Task to carry out: Tally the lines in the listing below that contain the string "horizon". Reply with the number alone.

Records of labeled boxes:
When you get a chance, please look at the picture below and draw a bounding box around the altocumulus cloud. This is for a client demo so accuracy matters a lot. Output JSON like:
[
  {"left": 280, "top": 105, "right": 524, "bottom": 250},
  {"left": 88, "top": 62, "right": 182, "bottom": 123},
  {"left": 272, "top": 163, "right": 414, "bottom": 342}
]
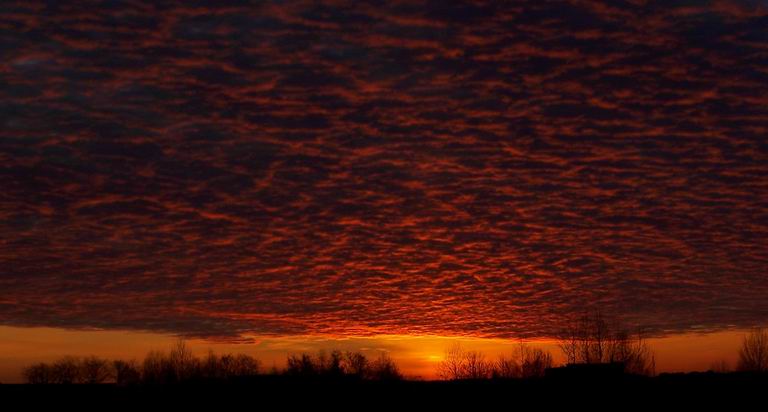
[{"left": 0, "top": 0, "right": 768, "bottom": 340}]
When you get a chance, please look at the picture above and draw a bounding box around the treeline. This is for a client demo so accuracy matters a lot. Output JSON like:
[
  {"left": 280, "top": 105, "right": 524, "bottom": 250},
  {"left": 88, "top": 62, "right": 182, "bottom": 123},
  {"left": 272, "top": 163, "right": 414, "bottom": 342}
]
[
  {"left": 437, "top": 343, "right": 552, "bottom": 380},
  {"left": 23, "top": 340, "right": 402, "bottom": 385}
]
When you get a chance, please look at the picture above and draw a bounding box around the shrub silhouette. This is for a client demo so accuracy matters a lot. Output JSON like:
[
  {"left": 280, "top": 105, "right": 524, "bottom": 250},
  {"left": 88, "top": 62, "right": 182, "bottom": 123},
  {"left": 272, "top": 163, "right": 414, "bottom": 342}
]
[
  {"left": 22, "top": 363, "right": 53, "bottom": 384},
  {"left": 437, "top": 342, "right": 552, "bottom": 380},
  {"left": 284, "top": 350, "right": 402, "bottom": 380},
  {"left": 738, "top": 328, "right": 768, "bottom": 373},
  {"left": 559, "top": 312, "right": 656, "bottom": 375},
  {"left": 79, "top": 356, "right": 113, "bottom": 384},
  {"left": 112, "top": 360, "right": 141, "bottom": 385}
]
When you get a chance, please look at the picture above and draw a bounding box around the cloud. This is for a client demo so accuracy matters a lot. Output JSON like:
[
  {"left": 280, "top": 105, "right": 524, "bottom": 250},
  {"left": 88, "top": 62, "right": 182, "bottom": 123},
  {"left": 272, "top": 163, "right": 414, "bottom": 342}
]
[{"left": 0, "top": 0, "right": 768, "bottom": 339}]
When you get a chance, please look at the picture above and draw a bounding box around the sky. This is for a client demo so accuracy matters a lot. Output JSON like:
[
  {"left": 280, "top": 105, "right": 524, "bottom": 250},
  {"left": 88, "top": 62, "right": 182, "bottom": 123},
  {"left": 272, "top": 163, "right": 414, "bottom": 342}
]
[{"left": 0, "top": 0, "right": 768, "bottom": 380}]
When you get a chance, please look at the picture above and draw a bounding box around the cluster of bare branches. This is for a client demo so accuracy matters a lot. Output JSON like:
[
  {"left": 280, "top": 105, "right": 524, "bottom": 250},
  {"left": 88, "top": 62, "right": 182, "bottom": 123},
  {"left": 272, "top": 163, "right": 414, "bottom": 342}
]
[
  {"left": 24, "top": 340, "right": 402, "bottom": 385},
  {"left": 285, "top": 350, "right": 402, "bottom": 380},
  {"left": 24, "top": 356, "right": 113, "bottom": 384},
  {"left": 559, "top": 312, "right": 656, "bottom": 376},
  {"left": 23, "top": 340, "right": 260, "bottom": 385},
  {"left": 738, "top": 328, "right": 768, "bottom": 373},
  {"left": 437, "top": 342, "right": 552, "bottom": 380}
]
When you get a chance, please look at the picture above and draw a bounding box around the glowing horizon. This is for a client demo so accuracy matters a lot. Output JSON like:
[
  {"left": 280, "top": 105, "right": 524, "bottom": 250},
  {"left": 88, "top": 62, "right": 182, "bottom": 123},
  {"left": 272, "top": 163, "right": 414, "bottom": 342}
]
[
  {"left": 0, "top": 0, "right": 768, "bottom": 386},
  {"left": 0, "top": 326, "right": 747, "bottom": 383}
]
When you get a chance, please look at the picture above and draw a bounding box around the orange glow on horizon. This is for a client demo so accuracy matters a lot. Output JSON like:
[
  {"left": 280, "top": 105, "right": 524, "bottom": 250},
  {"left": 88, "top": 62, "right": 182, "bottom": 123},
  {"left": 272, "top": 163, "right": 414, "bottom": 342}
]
[{"left": 0, "top": 326, "right": 745, "bottom": 383}]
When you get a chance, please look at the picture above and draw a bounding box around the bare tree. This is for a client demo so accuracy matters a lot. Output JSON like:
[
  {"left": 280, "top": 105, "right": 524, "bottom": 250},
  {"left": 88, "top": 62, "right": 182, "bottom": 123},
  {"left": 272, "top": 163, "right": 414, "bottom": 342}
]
[
  {"left": 80, "top": 356, "right": 112, "bottom": 384},
  {"left": 739, "top": 328, "right": 768, "bottom": 373},
  {"left": 168, "top": 339, "right": 199, "bottom": 382},
  {"left": 369, "top": 353, "right": 403, "bottom": 381},
  {"left": 437, "top": 343, "right": 464, "bottom": 380},
  {"left": 141, "top": 351, "right": 171, "bottom": 384},
  {"left": 520, "top": 345, "right": 552, "bottom": 378},
  {"left": 437, "top": 343, "right": 494, "bottom": 380},
  {"left": 344, "top": 352, "right": 369, "bottom": 379},
  {"left": 559, "top": 312, "right": 656, "bottom": 375},
  {"left": 22, "top": 363, "right": 53, "bottom": 384},
  {"left": 709, "top": 359, "right": 731, "bottom": 373},
  {"left": 51, "top": 356, "right": 81, "bottom": 384},
  {"left": 462, "top": 351, "right": 493, "bottom": 379},
  {"left": 493, "top": 355, "right": 520, "bottom": 379},
  {"left": 112, "top": 360, "right": 141, "bottom": 385}
]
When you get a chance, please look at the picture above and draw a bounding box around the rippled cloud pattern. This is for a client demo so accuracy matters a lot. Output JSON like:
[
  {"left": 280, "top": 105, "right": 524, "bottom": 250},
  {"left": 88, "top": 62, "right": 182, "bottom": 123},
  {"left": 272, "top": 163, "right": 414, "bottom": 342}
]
[{"left": 0, "top": 0, "right": 768, "bottom": 341}]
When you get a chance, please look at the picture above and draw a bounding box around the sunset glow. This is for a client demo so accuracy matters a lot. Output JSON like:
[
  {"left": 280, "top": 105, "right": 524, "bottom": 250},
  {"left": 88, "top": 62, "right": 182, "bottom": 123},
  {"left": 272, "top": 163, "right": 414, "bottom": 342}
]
[{"left": 0, "top": 0, "right": 768, "bottom": 382}]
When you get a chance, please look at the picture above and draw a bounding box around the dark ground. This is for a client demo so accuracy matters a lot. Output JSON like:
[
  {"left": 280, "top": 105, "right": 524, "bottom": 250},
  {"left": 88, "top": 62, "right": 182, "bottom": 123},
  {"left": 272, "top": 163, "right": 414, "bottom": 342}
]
[{"left": 0, "top": 373, "right": 768, "bottom": 410}]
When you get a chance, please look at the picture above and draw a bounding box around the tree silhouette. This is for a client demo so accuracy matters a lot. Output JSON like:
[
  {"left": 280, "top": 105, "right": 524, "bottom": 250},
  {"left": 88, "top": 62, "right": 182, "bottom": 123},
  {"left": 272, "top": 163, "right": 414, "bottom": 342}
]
[
  {"left": 559, "top": 312, "right": 656, "bottom": 375},
  {"left": 80, "top": 356, "right": 112, "bottom": 384},
  {"left": 51, "top": 356, "right": 81, "bottom": 384},
  {"left": 112, "top": 360, "right": 141, "bottom": 385},
  {"left": 437, "top": 343, "right": 494, "bottom": 380},
  {"left": 739, "top": 328, "right": 768, "bottom": 373},
  {"left": 368, "top": 353, "right": 403, "bottom": 381},
  {"left": 22, "top": 363, "right": 53, "bottom": 384}
]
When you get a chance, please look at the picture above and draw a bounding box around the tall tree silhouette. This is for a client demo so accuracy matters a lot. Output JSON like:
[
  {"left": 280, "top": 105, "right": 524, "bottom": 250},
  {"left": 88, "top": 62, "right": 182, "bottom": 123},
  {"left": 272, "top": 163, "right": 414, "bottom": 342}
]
[{"left": 739, "top": 328, "right": 768, "bottom": 373}]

Written solution: 2